**** DOCUMENT EXTRACT

Orderd that Mr Hancock Cap Thayer Mr Pickerin Cap Fuller and Cap
Sumner carry up to the Honbl Board the following Answer of this House
to his Honors Speech to both Houses at the opening of this Session

THOMAS CUSHING Spkr

1 May it please your Honor

The House of Representatives, having duly attended to your Speech2 to
both Houses at the Opening of this Session, and maturely considerd the
several parts of it, have unanimously, in a full House determind to
adhere to their former Resolution "that it is by no means expedient to
proceed to Business, while the General Assembly is thus constraind to
hold the Session out of the Town of Boston." Upon a Recollection of
the Reasons we have before given for this measure, we conceive it will
appear to all the World, that neither the good People of this
Province, nor the House of Representatives can be justly chargd with
any ill Consequences that may follow it. After the most repeated &
attentive Examination of your Speech, we find Nothing to induce us to
alter our Opinion, and very little that is new & material in the
Controversy: But as we perceive it is publishd, it may possibly be
read by some who have never seen the Reasons of the House; and as
there are specious things containd in it, which may have a Tendency to
make an unhappy Impression on some minds, we have thought proper to
make a few Observations upon it.

You are pleasd to say, "you meet us at Cambridge, because you have no
Reason to think there has been any Alteration in his Majestys
Pleasure, which you doubt not was determind by wise motives, & with a
gracious Purpose to promote the Good of the province." We presume not
to call in Question the Wisdom of our Sovereign or the Rectitude of
his Intentions: But there have been Times, when a corrupt and
profligate Administration have venturd upon such Measures, as have had
a direct Tendency, to ruin the Interest of the People as well as that
of their Royal Master.

This House have great Reason to doubt, whether it is, or ever was his
Majestys Pleasure that your Honor should meet the Assembly at
Cambridge, or that he has ever taken the matter under his Royal
Consideration: Because, the common and the best Evidence in such
Cases, is not communicated to us.

********
**** SOURCE MATERIAL

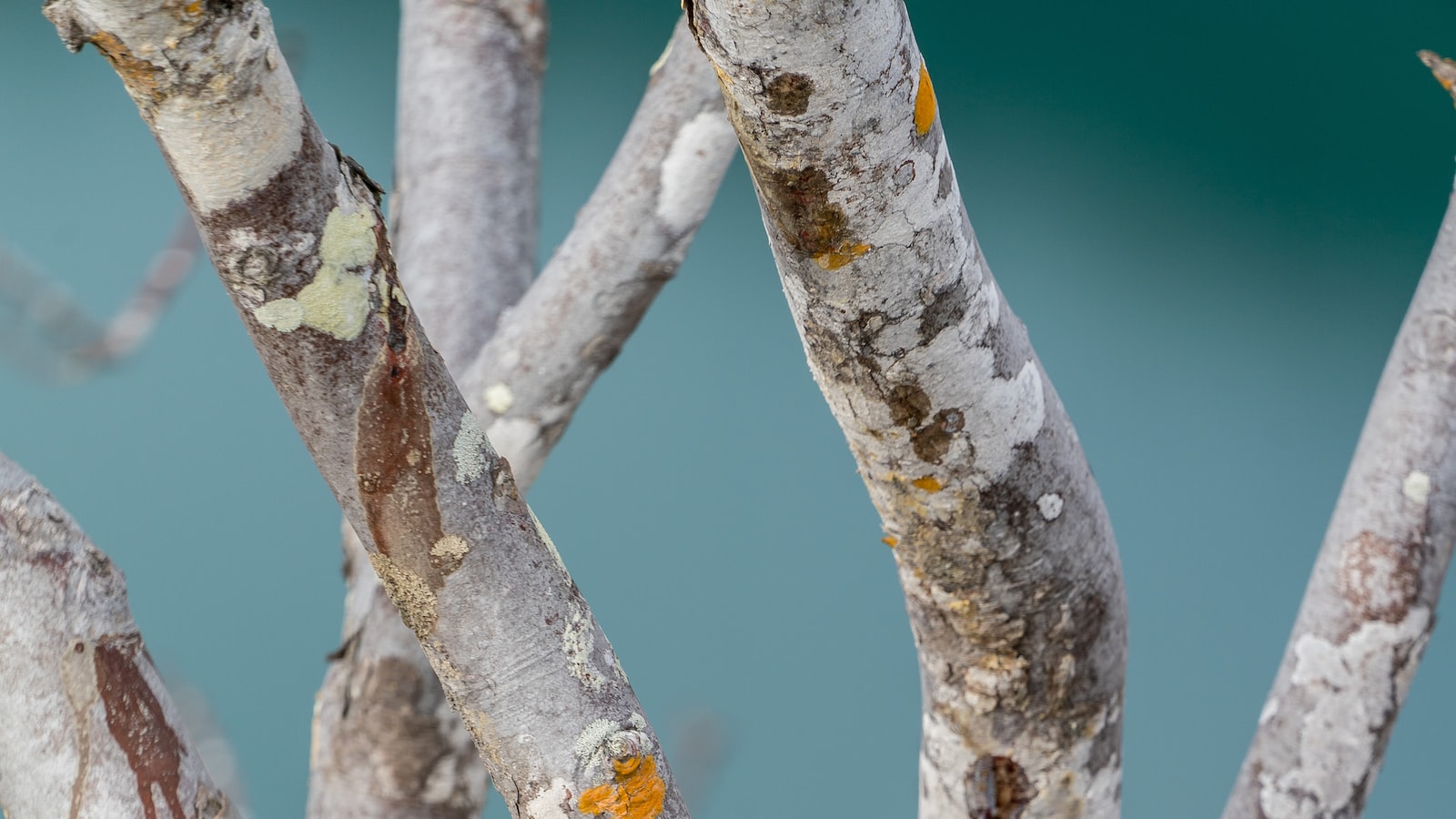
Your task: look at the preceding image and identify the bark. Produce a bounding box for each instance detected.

********

▸ THE EXERCISE
Answer from the House's reply to the speech:
(a) Whose name appears as Speaker?
(b) According to the House's former Resolution, the General Assembly is constrained to hold the Session out of which town?
(c) In the quoted speech, where does His Honor say he meets the House?
The lines have no connection to the text.

▸ REPLY
(a) Thomas Cushing
(b) The Town of Boston
(c) At Cambridge